>>>

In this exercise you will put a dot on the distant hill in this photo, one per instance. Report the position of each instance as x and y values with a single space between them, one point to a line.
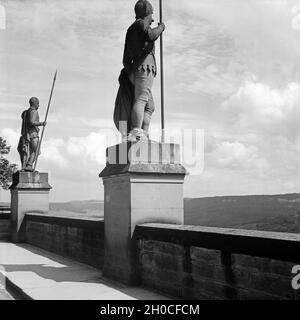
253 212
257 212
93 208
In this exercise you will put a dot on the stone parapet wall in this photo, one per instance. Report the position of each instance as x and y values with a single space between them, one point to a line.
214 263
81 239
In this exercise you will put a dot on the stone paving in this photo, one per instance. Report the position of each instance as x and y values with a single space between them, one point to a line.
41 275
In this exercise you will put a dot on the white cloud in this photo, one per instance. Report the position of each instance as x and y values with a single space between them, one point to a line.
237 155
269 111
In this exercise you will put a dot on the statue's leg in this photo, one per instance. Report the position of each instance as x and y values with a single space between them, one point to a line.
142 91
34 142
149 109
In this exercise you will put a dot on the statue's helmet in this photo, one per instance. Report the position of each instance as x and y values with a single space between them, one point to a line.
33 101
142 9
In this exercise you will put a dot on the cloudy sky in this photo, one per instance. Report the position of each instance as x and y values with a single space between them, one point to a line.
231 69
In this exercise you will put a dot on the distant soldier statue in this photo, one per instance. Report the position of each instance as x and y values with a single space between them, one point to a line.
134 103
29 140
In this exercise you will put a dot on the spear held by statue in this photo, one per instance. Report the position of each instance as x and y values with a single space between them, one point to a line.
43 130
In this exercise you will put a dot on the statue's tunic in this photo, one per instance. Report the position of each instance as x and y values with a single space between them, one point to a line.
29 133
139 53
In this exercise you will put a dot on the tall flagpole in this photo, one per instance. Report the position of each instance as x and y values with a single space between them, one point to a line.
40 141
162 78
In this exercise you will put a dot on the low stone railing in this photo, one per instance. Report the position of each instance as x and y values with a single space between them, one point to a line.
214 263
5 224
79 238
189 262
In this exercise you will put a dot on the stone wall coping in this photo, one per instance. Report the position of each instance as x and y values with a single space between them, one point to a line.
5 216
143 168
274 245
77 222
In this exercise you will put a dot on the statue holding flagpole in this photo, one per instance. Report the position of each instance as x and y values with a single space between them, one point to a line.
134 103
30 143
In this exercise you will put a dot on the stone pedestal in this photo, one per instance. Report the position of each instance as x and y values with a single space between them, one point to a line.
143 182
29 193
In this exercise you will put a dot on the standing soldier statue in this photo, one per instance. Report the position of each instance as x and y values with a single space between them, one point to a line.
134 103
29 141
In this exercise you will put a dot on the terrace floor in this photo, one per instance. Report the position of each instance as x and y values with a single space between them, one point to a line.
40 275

<<<

_PROBLEM DETAILS_
Give back, word for word, the lines from the one with "In this exercise you will put a dot on the low" through the last line of the entries, both included, and no other line.

_REPLY TO THE EXERCISE_
In this exercise you will put a dot on the low stone railing in this photo, one per instance. Report the position of each instance as x and y values with a single space between them, one point to a line.
214 263
5 224
79 238
189 262
In this exercise you will put a dot on the stone wall coping in this photo, one per instance. Report the position of each instance as x and y values with a single space between them, one point to a line.
5 216
143 168
274 245
77 222
In this exercise you will put a dot on the statue holding flagpole in this photo, one per instance. Report the position of each instance as x and y values with a single space between them, one point to a line.
134 103
30 143
In this exercise you will put a dot on the stone pedestal in this photo, one per instance. Report the position of each instance as x and y values with a single space between them, one point to a line.
143 182
29 193
In this exercise you will put a dot on the standing soldier statue in this photo, one per instance. Report the position of each instance as x and y values with a single space between them, one point to a line.
134 103
29 141
In this exercise you will put a dot on the terrace floor in this photo, one per instance. Report the position of each instance as x and y values with a single space between them, one point to a line.
40 275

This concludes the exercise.